→ Objective
Count the lines in the records below that contain the string "shadow", treating uppercase and lowercase as different. Give only the number.

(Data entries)
= = = = =

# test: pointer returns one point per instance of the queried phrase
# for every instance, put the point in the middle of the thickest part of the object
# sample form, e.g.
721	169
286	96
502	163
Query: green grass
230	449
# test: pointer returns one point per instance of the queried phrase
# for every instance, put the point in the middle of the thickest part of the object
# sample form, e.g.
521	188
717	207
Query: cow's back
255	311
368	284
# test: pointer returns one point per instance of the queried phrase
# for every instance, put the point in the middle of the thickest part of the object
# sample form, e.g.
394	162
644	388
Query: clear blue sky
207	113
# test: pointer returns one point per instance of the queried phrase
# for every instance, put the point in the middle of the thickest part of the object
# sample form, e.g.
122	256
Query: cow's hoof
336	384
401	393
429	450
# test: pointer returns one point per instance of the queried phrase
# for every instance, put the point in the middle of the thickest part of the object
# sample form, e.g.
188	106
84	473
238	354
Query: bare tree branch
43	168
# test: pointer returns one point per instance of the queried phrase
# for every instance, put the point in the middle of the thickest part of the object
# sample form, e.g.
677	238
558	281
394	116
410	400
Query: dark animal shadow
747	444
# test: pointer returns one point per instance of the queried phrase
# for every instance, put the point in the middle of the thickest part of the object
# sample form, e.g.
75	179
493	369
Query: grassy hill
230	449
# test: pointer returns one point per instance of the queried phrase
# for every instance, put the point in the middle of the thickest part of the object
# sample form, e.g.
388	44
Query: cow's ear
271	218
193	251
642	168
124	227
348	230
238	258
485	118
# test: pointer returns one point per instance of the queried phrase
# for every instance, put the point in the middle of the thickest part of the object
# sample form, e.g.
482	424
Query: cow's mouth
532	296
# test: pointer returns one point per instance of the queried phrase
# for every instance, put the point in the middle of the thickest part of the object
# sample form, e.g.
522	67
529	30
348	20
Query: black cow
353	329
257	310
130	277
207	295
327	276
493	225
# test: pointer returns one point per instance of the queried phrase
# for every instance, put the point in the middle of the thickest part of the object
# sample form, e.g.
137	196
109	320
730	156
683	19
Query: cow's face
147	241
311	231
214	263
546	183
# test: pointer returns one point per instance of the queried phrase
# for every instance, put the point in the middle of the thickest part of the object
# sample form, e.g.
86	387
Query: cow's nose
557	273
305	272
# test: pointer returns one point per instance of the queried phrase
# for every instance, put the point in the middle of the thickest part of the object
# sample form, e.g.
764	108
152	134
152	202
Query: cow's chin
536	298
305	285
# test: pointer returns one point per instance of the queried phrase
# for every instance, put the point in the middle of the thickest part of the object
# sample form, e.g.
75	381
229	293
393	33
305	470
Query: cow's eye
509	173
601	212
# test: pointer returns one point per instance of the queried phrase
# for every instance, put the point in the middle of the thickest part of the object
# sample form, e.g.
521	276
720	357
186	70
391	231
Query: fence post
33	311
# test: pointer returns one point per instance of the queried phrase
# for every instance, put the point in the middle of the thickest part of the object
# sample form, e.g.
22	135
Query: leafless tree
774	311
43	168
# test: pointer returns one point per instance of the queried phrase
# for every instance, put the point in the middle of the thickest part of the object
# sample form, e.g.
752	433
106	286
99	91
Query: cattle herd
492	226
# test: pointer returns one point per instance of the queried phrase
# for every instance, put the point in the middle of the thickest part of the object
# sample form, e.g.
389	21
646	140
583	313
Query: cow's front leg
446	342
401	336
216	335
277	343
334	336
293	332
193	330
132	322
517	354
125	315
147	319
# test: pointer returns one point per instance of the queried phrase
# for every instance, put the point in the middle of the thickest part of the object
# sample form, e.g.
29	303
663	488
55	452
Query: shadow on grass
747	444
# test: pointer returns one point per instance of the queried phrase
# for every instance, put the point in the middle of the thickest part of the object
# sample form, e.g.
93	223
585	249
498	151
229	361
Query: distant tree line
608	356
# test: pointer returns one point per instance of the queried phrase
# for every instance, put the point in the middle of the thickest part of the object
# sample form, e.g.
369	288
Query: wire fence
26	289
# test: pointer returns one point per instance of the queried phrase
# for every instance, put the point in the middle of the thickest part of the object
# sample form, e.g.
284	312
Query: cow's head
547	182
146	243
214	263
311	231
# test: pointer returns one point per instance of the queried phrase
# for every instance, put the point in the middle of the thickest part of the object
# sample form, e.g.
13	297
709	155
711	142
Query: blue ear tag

= = = = =

→ Task response
2